▶ _Requirement_
Only the last stretch of the records is wanted: restate word for word the line with "Query: red roof building" and every line after it.

[Point-per-instance localization data]
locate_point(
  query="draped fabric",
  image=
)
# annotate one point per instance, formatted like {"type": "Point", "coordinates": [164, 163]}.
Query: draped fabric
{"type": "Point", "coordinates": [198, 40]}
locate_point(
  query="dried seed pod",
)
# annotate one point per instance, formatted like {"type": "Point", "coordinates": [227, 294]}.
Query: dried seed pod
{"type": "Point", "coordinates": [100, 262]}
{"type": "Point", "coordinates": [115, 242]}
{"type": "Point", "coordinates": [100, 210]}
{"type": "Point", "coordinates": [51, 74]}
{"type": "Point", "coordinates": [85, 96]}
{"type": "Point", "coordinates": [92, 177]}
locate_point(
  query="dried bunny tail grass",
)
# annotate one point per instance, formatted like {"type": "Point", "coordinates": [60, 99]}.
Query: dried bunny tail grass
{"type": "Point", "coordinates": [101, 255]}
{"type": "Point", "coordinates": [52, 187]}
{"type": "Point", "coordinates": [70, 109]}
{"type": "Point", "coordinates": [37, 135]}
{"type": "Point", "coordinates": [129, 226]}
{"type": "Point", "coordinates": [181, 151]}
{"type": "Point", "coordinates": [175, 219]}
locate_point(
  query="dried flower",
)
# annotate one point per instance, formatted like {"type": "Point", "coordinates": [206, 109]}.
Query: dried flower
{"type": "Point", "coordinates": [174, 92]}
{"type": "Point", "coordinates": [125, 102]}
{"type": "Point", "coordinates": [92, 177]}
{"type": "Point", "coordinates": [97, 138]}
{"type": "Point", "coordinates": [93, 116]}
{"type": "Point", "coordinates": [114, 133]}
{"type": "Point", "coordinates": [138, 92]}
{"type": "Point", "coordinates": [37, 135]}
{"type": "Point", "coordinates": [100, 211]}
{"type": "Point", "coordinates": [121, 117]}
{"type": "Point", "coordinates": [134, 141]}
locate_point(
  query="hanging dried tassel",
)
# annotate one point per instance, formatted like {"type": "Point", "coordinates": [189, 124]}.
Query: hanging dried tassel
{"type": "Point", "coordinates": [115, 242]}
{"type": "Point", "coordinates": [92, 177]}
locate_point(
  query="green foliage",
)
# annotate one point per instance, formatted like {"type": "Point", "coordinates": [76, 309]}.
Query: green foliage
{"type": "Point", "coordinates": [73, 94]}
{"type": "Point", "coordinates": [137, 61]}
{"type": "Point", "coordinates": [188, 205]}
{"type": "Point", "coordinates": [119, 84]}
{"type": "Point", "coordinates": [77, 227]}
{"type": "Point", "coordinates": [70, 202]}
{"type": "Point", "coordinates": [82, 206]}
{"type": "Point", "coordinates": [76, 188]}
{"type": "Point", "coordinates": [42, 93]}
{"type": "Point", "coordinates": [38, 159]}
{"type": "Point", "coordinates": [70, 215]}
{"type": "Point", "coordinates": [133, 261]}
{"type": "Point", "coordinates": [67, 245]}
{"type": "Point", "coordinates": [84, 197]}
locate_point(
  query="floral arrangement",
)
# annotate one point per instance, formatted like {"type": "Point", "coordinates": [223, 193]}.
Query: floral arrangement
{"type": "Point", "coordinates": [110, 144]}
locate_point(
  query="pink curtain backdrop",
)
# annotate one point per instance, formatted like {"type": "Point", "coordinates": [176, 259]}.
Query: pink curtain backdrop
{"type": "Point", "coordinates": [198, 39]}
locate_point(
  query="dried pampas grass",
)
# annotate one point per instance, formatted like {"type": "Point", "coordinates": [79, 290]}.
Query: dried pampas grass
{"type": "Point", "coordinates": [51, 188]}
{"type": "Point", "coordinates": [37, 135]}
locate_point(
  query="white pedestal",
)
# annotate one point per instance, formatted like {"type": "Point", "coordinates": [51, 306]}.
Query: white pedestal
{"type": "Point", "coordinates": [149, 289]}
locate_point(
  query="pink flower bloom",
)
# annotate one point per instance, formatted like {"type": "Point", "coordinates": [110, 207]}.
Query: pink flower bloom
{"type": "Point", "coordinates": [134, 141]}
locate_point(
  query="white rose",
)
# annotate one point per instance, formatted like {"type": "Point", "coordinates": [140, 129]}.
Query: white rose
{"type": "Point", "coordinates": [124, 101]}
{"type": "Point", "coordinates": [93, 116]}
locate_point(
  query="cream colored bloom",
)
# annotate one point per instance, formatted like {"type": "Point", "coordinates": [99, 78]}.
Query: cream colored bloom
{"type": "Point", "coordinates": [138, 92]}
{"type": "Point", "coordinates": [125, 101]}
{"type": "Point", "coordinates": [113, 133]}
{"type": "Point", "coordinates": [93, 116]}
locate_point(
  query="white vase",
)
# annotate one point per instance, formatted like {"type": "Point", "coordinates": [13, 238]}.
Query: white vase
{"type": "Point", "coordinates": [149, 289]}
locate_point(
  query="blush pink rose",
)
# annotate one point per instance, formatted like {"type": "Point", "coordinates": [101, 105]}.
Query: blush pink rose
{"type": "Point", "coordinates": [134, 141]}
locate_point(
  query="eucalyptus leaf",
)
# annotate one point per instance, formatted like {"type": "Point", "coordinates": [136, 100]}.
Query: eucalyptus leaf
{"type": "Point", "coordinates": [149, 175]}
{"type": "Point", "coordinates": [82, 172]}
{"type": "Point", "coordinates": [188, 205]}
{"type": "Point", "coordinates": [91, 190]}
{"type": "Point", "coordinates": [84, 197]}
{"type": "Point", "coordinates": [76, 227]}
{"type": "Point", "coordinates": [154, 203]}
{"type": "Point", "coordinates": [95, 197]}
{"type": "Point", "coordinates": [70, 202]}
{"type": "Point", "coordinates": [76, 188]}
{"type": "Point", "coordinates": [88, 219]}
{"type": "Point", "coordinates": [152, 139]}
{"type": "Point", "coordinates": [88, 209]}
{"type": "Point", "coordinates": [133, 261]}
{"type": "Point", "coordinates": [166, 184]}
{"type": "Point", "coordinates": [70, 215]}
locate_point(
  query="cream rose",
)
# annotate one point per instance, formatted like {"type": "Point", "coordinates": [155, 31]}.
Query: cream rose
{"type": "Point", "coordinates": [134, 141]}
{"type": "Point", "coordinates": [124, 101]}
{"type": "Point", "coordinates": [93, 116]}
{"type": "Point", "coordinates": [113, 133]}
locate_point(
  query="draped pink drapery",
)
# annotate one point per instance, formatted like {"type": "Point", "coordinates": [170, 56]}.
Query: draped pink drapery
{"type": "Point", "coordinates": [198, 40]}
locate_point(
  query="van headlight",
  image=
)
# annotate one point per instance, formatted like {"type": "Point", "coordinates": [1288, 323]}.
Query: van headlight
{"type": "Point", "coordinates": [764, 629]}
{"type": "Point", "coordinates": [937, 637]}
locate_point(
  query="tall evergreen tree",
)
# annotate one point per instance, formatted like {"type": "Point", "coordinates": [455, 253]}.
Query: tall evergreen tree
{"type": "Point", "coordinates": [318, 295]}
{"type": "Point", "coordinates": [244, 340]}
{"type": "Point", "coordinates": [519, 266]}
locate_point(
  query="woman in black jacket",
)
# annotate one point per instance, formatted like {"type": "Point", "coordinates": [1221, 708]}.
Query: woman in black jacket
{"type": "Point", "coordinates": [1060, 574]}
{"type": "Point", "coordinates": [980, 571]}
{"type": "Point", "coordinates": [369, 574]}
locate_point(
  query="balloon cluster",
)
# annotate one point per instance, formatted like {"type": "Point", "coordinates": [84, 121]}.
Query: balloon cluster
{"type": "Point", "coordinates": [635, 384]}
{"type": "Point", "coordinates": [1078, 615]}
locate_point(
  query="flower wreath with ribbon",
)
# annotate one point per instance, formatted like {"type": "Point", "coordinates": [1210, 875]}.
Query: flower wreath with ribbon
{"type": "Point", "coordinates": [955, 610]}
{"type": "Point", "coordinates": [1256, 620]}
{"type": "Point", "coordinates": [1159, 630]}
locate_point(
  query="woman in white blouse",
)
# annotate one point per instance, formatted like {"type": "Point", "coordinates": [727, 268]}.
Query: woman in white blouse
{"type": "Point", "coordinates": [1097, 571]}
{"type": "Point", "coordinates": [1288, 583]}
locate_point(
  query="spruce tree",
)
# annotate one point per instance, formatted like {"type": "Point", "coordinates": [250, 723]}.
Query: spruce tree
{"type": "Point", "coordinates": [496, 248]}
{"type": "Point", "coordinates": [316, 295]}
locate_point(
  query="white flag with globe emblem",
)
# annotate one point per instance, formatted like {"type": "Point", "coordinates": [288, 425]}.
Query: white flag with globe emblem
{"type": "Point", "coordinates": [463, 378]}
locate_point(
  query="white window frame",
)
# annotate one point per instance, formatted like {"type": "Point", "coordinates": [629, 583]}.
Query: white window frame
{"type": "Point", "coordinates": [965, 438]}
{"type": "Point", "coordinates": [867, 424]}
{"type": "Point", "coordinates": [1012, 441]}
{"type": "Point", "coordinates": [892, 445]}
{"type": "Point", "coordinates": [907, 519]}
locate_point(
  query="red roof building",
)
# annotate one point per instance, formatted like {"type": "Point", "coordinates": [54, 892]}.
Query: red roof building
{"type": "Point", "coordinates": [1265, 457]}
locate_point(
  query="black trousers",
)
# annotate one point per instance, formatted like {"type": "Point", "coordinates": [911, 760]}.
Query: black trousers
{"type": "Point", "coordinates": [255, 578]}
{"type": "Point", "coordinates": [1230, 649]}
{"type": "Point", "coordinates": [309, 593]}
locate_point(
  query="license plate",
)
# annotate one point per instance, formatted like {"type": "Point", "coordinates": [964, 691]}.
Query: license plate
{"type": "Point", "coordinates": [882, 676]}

▶ _Response for this exercise_
Query: red roof building
{"type": "Point", "coordinates": [1265, 457]}
locate_point(
  query="black trousers",
)
# annotate one point per instance, formatted like {"type": "Point", "coordinates": [911, 760]}.
Query: black trousers
{"type": "Point", "coordinates": [255, 578]}
{"type": "Point", "coordinates": [1230, 649]}
{"type": "Point", "coordinates": [309, 593]}
locate_point(
  query="license plate",
)
# annotate one point per instance, formatted like {"type": "Point", "coordinates": [964, 691]}.
Query: license plate
{"type": "Point", "coordinates": [882, 676]}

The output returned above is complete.